### YOUR INSTRUCTIONS
Report every line in the material below that contains the word "grey", copying each such line in full. Treat uppercase and lowercase as different.
-- BEGIN DATA TO USE --
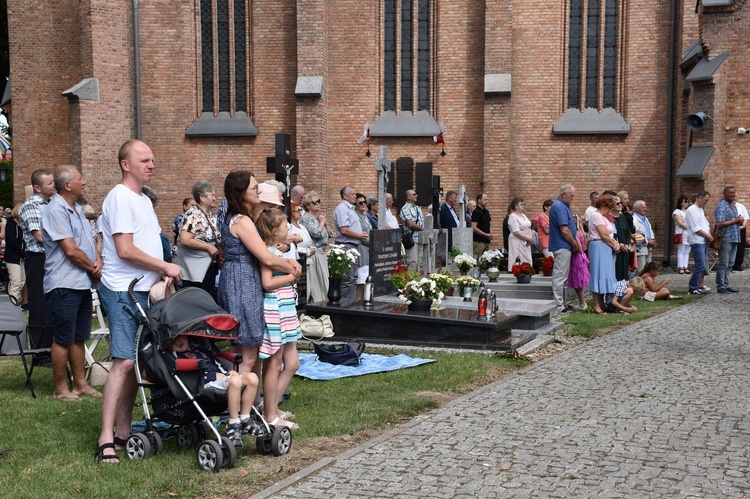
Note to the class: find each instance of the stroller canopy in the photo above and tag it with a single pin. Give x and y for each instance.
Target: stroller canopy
(191, 311)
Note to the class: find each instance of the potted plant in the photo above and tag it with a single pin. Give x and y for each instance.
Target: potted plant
(523, 272)
(420, 294)
(490, 260)
(340, 263)
(444, 281)
(464, 262)
(401, 274)
(465, 281)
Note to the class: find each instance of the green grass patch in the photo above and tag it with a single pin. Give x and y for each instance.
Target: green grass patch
(588, 323)
(53, 442)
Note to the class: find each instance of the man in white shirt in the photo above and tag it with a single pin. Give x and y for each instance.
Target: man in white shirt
(131, 246)
(740, 258)
(699, 235)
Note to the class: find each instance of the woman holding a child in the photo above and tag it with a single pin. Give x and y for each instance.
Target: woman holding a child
(240, 290)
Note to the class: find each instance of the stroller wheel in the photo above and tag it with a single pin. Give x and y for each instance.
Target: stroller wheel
(230, 453)
(281, 441)
(187, 436)
(209, 456)
(158, 444)
(138, 446)
(263, 444)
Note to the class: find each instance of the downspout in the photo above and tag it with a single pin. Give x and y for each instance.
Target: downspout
(137, 55)
(670, 131)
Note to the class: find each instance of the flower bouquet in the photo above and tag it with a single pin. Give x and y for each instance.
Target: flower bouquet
(465, 262)
(400, 275)
(467, 281)
(491, 258)
(523, 268)
(444, 280)
(423, 289)
(548, 264)
(340, 261)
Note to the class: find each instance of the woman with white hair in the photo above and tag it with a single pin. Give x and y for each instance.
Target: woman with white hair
(198, 245)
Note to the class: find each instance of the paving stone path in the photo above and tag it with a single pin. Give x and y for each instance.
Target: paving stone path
(657, 409)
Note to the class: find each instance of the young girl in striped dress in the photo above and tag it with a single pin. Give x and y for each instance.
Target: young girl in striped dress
(282, 329)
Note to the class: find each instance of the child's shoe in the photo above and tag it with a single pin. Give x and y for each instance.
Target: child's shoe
(234, 433)
(251, 427)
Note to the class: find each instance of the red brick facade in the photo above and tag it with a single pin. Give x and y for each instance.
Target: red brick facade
(502, 144)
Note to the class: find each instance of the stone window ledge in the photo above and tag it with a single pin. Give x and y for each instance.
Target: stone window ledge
(223, 125)
(591, 122)
(405, 124)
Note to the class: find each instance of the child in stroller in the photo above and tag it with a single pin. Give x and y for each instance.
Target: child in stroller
(238, 389)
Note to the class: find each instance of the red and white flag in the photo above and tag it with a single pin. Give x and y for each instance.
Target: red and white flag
(365, 134)
(440, 137)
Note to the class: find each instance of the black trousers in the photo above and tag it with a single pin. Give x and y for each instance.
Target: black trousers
(740, 250)
(40, 322)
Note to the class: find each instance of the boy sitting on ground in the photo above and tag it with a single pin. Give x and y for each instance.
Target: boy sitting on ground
(619, 301)
(238, 389)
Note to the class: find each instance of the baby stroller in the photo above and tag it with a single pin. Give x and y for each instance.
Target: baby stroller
(176, 385)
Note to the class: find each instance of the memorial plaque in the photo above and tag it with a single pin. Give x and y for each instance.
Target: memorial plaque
(385, 252)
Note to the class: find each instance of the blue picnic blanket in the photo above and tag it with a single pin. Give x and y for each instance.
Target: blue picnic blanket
(311, 367)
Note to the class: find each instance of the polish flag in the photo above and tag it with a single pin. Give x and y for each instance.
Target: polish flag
(440, 137)
(365, 134)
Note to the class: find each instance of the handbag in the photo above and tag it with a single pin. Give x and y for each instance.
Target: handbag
(716, 243)
(347, 354)
(313, 328)
(407, 239)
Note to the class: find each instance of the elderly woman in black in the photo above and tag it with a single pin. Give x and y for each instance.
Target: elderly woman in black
(314, 220)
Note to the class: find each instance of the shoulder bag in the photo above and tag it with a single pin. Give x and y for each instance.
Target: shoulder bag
(347, 354)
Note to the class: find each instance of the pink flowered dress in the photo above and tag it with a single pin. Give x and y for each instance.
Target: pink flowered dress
(579, 276)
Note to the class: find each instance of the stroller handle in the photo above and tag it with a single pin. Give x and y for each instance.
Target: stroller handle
(131, 286)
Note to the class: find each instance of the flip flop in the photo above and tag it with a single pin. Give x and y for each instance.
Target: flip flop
(67, 398)
(281, 422)
(288, 416)
(91, 392)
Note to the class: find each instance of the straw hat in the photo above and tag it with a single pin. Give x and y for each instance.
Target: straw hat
(269, 194)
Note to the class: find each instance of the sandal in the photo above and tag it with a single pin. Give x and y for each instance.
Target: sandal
(120, 442)
(250, 427)
(281, 422)
(100, 457)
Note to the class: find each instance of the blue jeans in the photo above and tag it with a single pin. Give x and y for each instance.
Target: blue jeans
(700, 252)
(727, 254)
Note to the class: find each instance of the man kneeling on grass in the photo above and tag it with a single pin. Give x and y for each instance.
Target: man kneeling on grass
(619, 301)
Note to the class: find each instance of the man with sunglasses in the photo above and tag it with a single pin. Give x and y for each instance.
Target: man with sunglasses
(411, 216)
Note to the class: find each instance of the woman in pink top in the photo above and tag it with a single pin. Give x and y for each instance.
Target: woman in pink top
(602, 251)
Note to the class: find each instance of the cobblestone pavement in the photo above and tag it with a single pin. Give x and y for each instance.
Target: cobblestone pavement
(657, 409)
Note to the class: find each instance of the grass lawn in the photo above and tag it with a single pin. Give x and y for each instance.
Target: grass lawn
(52, 442)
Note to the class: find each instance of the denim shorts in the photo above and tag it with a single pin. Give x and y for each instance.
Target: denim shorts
(70, 310)
(219, 386)
(122, 327)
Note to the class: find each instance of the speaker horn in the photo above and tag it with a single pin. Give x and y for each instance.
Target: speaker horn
(697, 120)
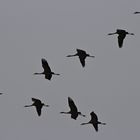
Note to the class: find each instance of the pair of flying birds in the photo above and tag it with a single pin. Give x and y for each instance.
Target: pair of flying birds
(73, 111)
(47, 70)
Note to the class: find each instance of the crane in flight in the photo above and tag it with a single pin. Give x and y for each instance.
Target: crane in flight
(38, 105)
(82, 56)
(94, 121)
(121, 36)
(136, 12)
(47, 70)
(73, 109)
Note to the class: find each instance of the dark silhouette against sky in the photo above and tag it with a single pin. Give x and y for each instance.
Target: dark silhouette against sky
(94, 121)
(121, 36)
(82, 56)
(73, 109)
(47, 70)
(38, 105)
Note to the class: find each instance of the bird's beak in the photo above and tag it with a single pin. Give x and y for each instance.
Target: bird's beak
(46, 105)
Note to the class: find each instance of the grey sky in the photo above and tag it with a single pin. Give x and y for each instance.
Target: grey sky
(51, 29)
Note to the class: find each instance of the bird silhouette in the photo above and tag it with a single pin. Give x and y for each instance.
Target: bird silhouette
(121, 35)
(82, 56)
(136, 12)
(47, 71)
(38, 104)
(94, 121)
(73, 109)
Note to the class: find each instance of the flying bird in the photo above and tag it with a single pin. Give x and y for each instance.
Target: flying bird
(136, 12)
(82, 56)
(38, 104)
(121, 35)
(73, 109)
(94, 121)
(47, 70)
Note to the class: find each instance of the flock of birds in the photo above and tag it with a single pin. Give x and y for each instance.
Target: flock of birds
(82, 56)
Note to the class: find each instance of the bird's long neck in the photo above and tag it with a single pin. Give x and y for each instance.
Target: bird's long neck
(90, 56)
(45, 105)
(55, 73)
(28, 105)
(36, 73)
(65, 112)
(130, 33)
(72, 55)
(112, 33)
(102, 123)
(85, 123)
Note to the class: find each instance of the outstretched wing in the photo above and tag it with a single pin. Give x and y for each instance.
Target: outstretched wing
(80, 51)
(94, 119)
(120, 40)
(72, 105)
(35, 100)
(38, 109)
(82, 60)
(95, 126)
(45, 65)
(48, 76)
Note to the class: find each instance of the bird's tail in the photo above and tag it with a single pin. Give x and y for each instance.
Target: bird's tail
(111, 33)
(131, 33)
(28, 105)
(46, 105)
(102, 123)
(71, 55)
(92, 56)
(56, 74)
(37, 73)
(84, 123)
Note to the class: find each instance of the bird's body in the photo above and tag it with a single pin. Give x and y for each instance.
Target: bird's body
(38, 104)
(82, 56)
(94, 121)
(121, 35)
(47, 70)
(137, 12)
(73, 109)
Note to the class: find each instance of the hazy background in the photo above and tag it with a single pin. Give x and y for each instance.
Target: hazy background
(109, 84)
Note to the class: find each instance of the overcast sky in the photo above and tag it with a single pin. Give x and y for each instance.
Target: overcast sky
(52, 29)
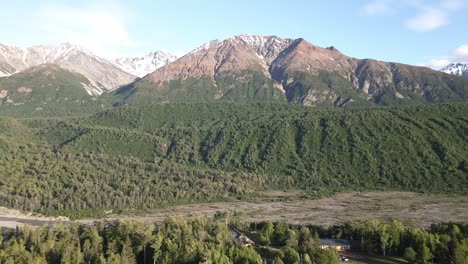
-- END DATA TO USE --
### FINISHED EXERCISE
Note to the class: find each instance of the grey sky in the photo above and tag it with a single pin. Give x and y for each instance.
Target: grey sky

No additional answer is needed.